-- Given passage --
--- start ---

ML Pipelines on GCP with Vertex AI
20 Nov 2023 by dzlabVertex AI Pipelines are a platform for building and running machine learning workflows on Google Cloud Platform. They allow the orchestration of machine learning tasks using pre-built or custom components, and leverage the serverless and scalable infrastructure of Vertex AI.
Vertex AI Pipelines is based on the open source Kubeflow Pipelines, but they the two have some differences in terms of features, implementation, and integration:
Kubeflow Pipelines | Vertex AI Pipelines |
---|---|
Open-source project that runs on Kubernetes clusters | A managed service that runs on Google Cloud Platform. |
You to manage your own infrastructure and cluster maintenance | It handles these tasks for you in a serverless manner. |
Supports pipelines built using the Kubeflow Pipelines SDK v1 or v2 domain-specific language (DSL) | Supports pipelines built using the Kubeflow Pipelines SDK v2 DSL or TFX v0.30.0 or later. |
Allows you to group pipeline runs into experiments and track their metrics | Supports TensorBoard and Vizier for visualization and hyperparameter tuning. |
Lets you use Kubernetes resources such as persistent volume claims for data storage | Requires you to use Cloud Storage and mounts your data using Cloud Storage FUSE. |
Has some features that are not supported in Vertex AI Pipelines, such as cache expiration and recursion | Has some features that are not supported in Kubeflow Pipelines, such as Vertex ML Metadata and Vertex AI services integration. |
Vertex AI Pipelines can be used to create different types of training pipelines; such as custom jobs, hyperparameter tuning jobs, and distributed training jobs. We can also use Vertex AI datasets (managed datasets) in the training pipeline.
But regardless of these different types, creating a pipeline in Vertex AI, follow these steps:
- Setup environment on GCP: enable api, service account, cloud storage, provision Vertex AI Workbench
- Write the pipeline code in Python, using either the Kubeflow Pipelines or TFX DSL.
- Compile the pipeline definition to JSON format using the KFP or TFX library.
- Submit the compiled pipeline definition to the Vertex AI API to be executed immediately.
The rest of this article describes how to perform each of the previous steps.
Cloud environment setup
You may first need to create or use an existing Google Cloud Project. Make sure that you are the owner of the project and that billing is enabled.
Then, enable the necessary APIs for the deployment, such as Kubernetes Engine API, Cloud Build API, and Container Registry API. For example, you can run the following command to enable the Kubernetes Engine API:
gcloud services enable container.googleapis.com
Install the Google Cloud SDK and the Kubeflow CLI on your development environment: local machine or Vertex AI Pipelines Jupyter notebooks.You can create or open a Vertex notebook instance in the Cloud Console or the Vertex AI Workbench, and choose any notebook environment that has the Vertex AI SDK and the Kubeflow Pipelines SDK v2 installed, such as TensorFlow Enterprise 2.6 or PyTorch 1.10.

--- end ---

-- Information shown --
--- start ---

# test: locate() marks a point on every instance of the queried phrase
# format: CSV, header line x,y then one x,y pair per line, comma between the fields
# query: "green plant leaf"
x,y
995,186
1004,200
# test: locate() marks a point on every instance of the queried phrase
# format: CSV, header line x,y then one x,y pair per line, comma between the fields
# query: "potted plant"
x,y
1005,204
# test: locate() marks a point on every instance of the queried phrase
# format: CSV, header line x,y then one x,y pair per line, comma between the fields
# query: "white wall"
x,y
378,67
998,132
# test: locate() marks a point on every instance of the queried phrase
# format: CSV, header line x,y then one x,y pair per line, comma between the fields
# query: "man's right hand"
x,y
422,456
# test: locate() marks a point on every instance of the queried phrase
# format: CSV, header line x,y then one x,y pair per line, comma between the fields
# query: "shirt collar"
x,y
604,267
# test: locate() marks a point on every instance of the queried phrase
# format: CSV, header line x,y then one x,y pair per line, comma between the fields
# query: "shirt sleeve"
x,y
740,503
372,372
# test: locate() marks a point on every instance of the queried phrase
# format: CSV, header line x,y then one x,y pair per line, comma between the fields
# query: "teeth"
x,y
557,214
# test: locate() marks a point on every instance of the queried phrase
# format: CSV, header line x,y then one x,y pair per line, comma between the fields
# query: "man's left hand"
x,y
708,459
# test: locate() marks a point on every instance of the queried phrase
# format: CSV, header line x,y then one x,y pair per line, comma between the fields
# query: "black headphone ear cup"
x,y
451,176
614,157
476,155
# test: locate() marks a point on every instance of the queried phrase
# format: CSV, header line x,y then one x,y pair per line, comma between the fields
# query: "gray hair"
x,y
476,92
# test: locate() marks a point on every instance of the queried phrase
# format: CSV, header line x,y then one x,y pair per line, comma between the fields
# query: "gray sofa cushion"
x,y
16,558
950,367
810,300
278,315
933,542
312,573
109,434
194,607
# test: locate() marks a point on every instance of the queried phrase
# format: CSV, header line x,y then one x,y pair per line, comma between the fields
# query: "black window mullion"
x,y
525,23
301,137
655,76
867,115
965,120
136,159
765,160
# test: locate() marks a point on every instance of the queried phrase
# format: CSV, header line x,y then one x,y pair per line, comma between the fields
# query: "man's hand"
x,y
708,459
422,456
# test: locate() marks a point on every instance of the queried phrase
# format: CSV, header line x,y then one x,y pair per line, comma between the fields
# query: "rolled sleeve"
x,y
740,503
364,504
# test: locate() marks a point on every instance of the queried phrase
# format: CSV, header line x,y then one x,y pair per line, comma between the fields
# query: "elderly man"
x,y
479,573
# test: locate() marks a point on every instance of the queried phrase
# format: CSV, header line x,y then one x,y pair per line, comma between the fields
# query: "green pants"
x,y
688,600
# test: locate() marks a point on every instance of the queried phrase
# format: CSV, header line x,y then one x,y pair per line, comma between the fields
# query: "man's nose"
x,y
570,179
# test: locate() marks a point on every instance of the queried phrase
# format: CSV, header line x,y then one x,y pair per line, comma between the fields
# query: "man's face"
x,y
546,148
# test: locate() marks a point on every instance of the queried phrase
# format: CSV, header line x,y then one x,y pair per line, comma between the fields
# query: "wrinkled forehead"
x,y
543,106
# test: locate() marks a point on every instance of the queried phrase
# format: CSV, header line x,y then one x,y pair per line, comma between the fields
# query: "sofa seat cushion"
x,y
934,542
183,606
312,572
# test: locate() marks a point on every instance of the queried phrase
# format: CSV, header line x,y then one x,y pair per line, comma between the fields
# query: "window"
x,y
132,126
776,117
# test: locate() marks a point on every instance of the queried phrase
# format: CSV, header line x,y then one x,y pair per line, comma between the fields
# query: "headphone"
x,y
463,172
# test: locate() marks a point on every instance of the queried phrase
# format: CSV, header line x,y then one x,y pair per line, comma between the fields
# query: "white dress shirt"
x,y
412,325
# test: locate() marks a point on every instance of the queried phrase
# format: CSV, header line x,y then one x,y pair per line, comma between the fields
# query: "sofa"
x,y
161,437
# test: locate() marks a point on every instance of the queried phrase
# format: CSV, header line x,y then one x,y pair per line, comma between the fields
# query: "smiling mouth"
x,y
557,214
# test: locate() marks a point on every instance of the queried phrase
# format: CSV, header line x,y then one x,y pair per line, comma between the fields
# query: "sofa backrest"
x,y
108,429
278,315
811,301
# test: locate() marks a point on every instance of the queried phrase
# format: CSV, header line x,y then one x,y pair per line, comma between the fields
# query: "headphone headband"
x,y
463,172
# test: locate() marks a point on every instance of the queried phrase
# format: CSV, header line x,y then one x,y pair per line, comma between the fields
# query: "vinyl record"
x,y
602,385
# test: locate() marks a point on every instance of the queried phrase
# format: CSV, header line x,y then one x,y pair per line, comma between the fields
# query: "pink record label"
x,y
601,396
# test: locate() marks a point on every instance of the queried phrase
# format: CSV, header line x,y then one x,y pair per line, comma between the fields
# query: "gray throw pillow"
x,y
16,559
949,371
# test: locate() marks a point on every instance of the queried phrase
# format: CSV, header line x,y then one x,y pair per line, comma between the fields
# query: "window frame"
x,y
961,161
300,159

--- end ---

-- What you should do --
Translate this sentence from the Vertex AI Pipelines page into Spanish: "Make sure that you are the owner of the project and that billing is enabled."

-- Written response --
Asegúrate de ser el propietario del proyecto y de que la facturación esté habilitada.